◆ Text block:
******
Full-year 2022 was a barn-burner for GEL, with management having raised its Adjusted EBITDA guidance three times and the company’s final $717.1 million full-year result beating management’s most recent upward revision. GEL’s leverage ratio ended the year at a multi-year low of 4.14-times, due in large part to Adjusted EBITDA gains.

Full-year 2023 guidance was 4% above consensus expectations. Management guided to Adjusted EBITDA of $795 million at the midpoint of its range, representing year-over-year growth of 10.9%. Despite the healthy beat, guidance was conservative as management assumed that a global recession will materialize and hurt results throughout 2023. Absent a recession, results should be better than guided.

Management expects to complete its Granger expansion project in 2023. It locked in sales prices for 85% of soda ash sales volumes for the year. It expects to complete GEL’s CHOPS expansion projects in 2024. It expects to keep leverage below 4.0-times and pay down debt with incremental free cash flow.

GEL’s units are likely to remain volatile throughout 2023, but if management can execute as per its guidance, we believe a steady uptick in the units is likely as Adjusted EBITDA increases and leverage comes down. We also believe higher oil prices will be a catalyst for a higher unit price. By the latter months of 2023, as the stock market begins to look to 2024, we expect the unit price to get more traction as capex will fall off dramatically in 2024, accelerating debt reduction and increasing the onset of higher distributions. The timing of both will hinge on management being disciplined with regard to capital allocation.

Black Stone Minerals: Beat

Black Stone Minerals ( BSM ) reported $131.7 million of Adjusted EBITDA, up 7% from the previous quarter and above analyst consensus expectations of $108 million by an impressive 19.4%. The beat was attributable to higher-than-expected production volumes. BSM’s 42,000 boe/d of production during the quarter was a 5% increase over the previous quarter. The company had 108 rigs operating across its acreage, 17% more than were operating in the third quarter. Oil volumes increased due to production in the Bakken and Delaware basins, while natural gas increases were driven by wells coming online in BSM’s Shelby Trough acreage.
******
◆ Information provided:

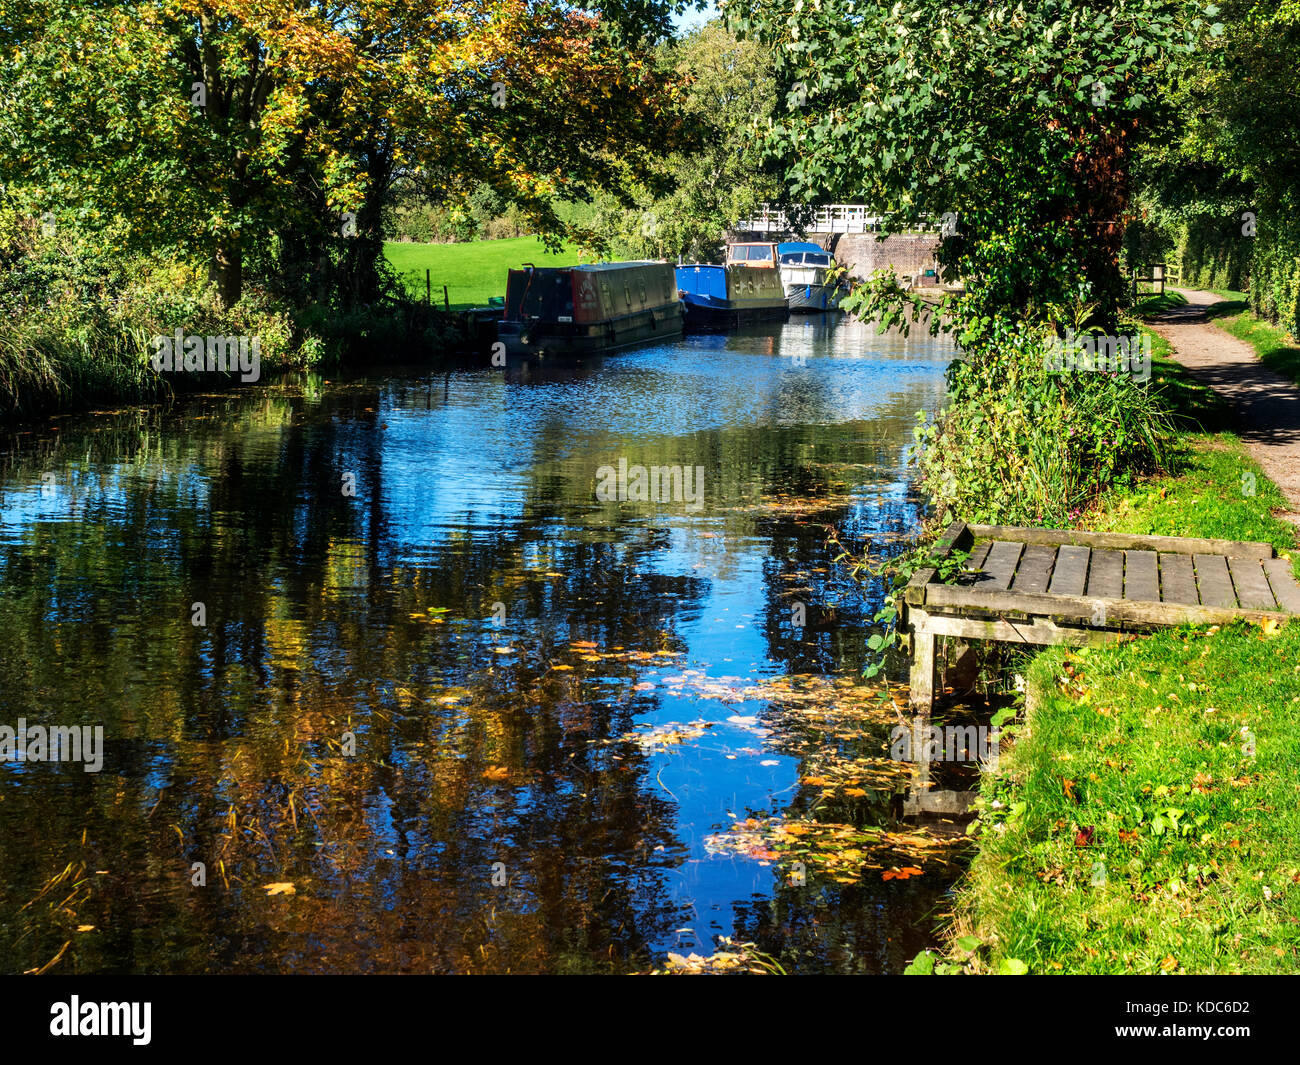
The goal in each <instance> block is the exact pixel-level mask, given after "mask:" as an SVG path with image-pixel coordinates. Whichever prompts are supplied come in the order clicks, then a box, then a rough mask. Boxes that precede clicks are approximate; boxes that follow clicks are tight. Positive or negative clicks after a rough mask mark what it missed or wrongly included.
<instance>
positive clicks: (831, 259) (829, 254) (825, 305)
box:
******
◆ Exercise set:
1: Output the passage from the earnings commentary that begins at the words "Black Stone Minerals ( BSM" and stops after the words "Shelby Trough acreage.".
2: Write the next part of the earnings commentary on GEL and Black Stone Minerals, picking up after its final sentence.

◆ Set of answers:
1:
Black Stone Minerals ( BSM ) reported $131.7 million of Adjusted EBITDA, up 7% from the previous quarter and above analyst consensus expectations of $108 million by an impressive 19.4%. The beat was attributable to higher-than-expected production volumes. BSM’s 42,000 boe/d of production during the quarter was a 5% increase over the previous quarter. The company had 108 rigs operating across its acreage, 17% more than were operating in the third quarter. Oil volumes increased due to production in the Bakken and Delaware basins, while natural gas increases were driven by wells coming online in BSM’s Shelby Trough acreage.

2:
Interestingly, BSM saw an improved contribution from its Austin Chalk wells. The company has 18 wells online and has more on the way. Management hasn’t divulged many details about its Austin Chalk activity other than pointing well that had an initial production rate of 1,500 barrels of oil per day. However, management indicated that it had brought in producers on terms more that were unusually favorable for the producers, who were taking a risk on developing the prospective acreage. As producers prove up BSM’s Austin Chalk acreage, it will presumably stimulate additional activity that BSM can develop on better terms for its own unitholders. Management has significant holdings of common units, so we don’t doubt its intention to improve returns to common unitholders. The Austin Chalk offers the advantage of being an oilier play than BSM’s other acreage, which in aggregate was 74% natural gas by production but only 56% natural gas by royalty revenue in 2022. The new play could move the needle in a big way for the company’s profitability if well results remain strong.

Management guided to a 5% increase in production volumes for full-year 2023 versus 2022, though the risk remains that volumes disappoint if natural gas prices remain at today’s sub-$3 levels. Volumes will depend a great deal on the production response to lower prices by Aethon, BSM’s operating partner on its Shelby Trough acreage.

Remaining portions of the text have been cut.